The retail market has been fractured into winners and losers in the wake of COVID-19’s disruptive presence.
The recently completed Ormiston Town Centre is among a variety of retail developments to be opened this year
Writing in the introduction to Bayleys’ latest Talking Shop, featuring retail leasing opportunities from around New Zealand, Bayleys’ national retail director Chris Beasleigh says some sub-sectors of the retail landscape have had an exceptional run.
“Others have faltered, regrouped and emerged stronger. Some will not recover. As specialists in the retail property sales and leasing market, we acknowledge that for many retail businesses – in particular those aligned with hospitality, travel, tourism and CBD retail – the 2020/2021 financial year was more than tough. It was punishing, and for many, the pain continues.
“For all the talk about pivoting, being adaptable and thinking outside the usual boxes, reality has bitten hard for a lot of New Zealand retail businesses.”
Earlier this year, some normality was returning, Beasleigh says, with hopes pinned on the travel bubble with Australia to boost some of our more affected retail and hospitality sub-sectors.
“Sadly, COVID’s long tail in the form of the tricky Delta variant is proving that we can’t get too comfortable. Following on from 2020’s challenges, this is naturally impacting the retail sector in all its guises quite significantly as (yet again) business owners grapple with changing protocols and health-related mandates. The breathe, pivot and adapt mentality will be with us all for some time yet.”

# Data
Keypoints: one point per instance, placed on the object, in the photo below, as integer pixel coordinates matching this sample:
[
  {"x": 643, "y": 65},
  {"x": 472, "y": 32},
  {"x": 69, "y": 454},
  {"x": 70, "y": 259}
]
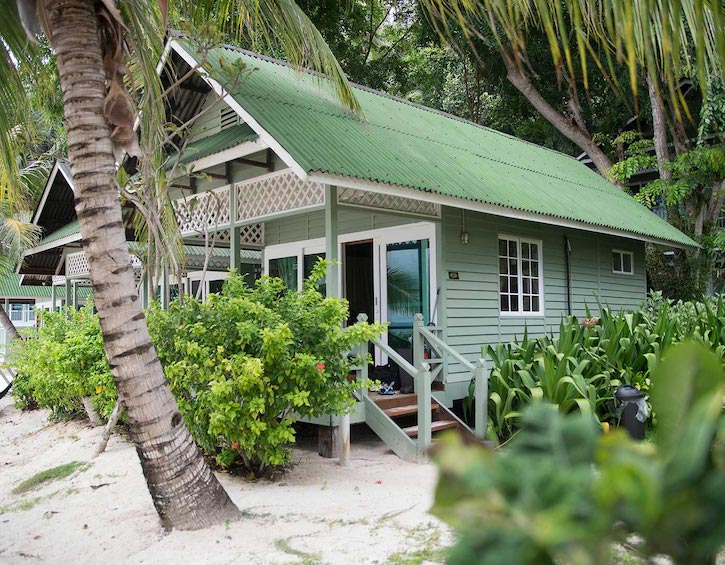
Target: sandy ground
[{"x": 374, "y": 511}]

# Exercise instructions
• A. In the retail market article, how would you restate the paragraph beginning "Others have faltered, regrouped and emerged stronger" as a short list that keeps its main facts?
• B. Why, according to Beasleigh in the retail market article, can't retailers get too comfortable?
• C. How would you translate this sentence from the retail market article into Spanish: "For all the talk about pivoting, being adaptable and thinking outside the usual boxes, reality has bitten hard for a lot of New Zealand retail businesses."
Answer from the article alone.

# Solution list
• A.
- Some retail businesses faltered, regrouped and emerged stronger; some will not recover.
- Speaking as retail property sales and leasing specialists, Bayleys acknowledges that the 2020/2021 financial year was more than tough for many retail businesses.
- This was especially true of businesses tied to hospitality, travel, tourism and CBD retail.
- The year was punishing, and for many the pain continues.

• B. COVID's long tail, in the form of the Delta variant, is impacting the retail sector significantly. Business owners once again have to grapple with changing protocols and health-related mandates.

• C. Pese a tanto hablar de reorientarse, de ser adaptables y de pensar fuera de los esquemas habituales, la realidad ha golpeado con dureza a muchos negocios minoristas de Nueva Zelanda.